### Work to be completed
Extract the passage of the Vietnam Friendship Village text from "In 2004, an" to "needed community center.", copying it word for word.

*** Study text ***

Brief description and main aims
The Vietnam Friendship Village opened in 1998 and was established to treat and care war veterans and children who are suffering from the effects of Agent Orange, a herbicide and defoliant used by the U.S. Armed forces in its herbicidal warfare program during the Vietnam War. There are currently around 120 children and 40 veterans living in the 11 houses that comprise the Village.
Established by George Mizo, an American Veteran of the Vietnam War, in collaboration with American, German and Vietnamese governments, the Village aims to provide rehabilitation through medical care and physiotherapy, as well as basic education and vocational training for children.
In 2004, an organic gardening project was started at the Village with the aim of increasing awareness of the consequences of war, and to demonstrate strategies for healthy living among those still suffering its effects. The garden now provides around 60% of the vegetables eaten at the Village. It is hoped that in the future the garden can provide all the fruit and vegetables needs for the Village, and eventually grow enough to sell and raise further funds for this much needed community center.
The aim of Friendship Village is to give every effected child the chance and opportunity to lead normal, happy and fulfilled lives. Clearly, given the circumstances this is no easy task, and although, thanks to the dedicated work of those at Friendship Village, tremendous advances have already been made, there still remains much work to be done.

*** End of Study text ***
*** Excerpted records ***

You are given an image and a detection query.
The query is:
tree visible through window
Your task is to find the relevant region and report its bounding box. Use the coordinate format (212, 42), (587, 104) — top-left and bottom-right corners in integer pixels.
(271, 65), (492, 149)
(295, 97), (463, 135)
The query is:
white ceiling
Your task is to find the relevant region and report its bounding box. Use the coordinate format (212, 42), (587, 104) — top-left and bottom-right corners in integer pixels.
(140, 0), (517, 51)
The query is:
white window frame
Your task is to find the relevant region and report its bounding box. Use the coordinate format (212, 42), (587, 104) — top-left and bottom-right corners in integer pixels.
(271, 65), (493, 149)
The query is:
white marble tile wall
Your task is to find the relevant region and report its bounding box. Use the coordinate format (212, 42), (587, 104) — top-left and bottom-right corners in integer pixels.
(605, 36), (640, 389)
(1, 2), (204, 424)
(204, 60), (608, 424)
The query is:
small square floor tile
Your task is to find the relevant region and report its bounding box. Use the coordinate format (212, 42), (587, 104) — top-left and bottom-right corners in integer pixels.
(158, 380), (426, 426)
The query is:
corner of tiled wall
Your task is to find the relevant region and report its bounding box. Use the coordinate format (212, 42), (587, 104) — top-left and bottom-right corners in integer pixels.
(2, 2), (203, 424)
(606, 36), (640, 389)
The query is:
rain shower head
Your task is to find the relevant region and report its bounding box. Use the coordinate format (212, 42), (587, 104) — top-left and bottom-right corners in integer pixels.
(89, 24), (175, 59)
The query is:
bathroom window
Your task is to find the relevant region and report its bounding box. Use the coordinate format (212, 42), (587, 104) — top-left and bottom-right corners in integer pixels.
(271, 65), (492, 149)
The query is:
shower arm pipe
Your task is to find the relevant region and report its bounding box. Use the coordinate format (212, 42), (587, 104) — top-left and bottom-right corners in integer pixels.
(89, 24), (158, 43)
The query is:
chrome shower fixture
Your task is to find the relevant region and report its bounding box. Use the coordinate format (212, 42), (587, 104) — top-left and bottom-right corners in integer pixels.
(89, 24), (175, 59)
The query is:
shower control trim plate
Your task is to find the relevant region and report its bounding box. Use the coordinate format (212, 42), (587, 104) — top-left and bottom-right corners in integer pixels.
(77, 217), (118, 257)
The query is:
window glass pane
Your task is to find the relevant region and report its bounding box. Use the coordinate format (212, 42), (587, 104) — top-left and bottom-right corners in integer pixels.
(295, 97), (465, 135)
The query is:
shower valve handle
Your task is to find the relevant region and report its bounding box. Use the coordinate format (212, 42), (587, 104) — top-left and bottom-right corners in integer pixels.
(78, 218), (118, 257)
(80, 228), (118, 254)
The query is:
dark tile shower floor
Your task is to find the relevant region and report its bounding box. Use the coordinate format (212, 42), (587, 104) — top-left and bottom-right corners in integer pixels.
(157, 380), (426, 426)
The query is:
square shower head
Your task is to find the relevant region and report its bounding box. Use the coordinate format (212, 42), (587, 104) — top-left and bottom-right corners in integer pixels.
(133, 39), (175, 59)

*** End of Excerpted records ***

### Response box
In 2004, an organic gardening project was started at the Village with the aim of increasing awareness of the consequences of war, and to demonstrate strategies for healthy living among those still suffering its effects. The garden now provides around 60% of the vegetables eaten at the Village. It is hoped that in the future the garden can provide all the fruit and vegetables needs for the Village, and eventually grow enough to sell and raise further funds for this much needed community center.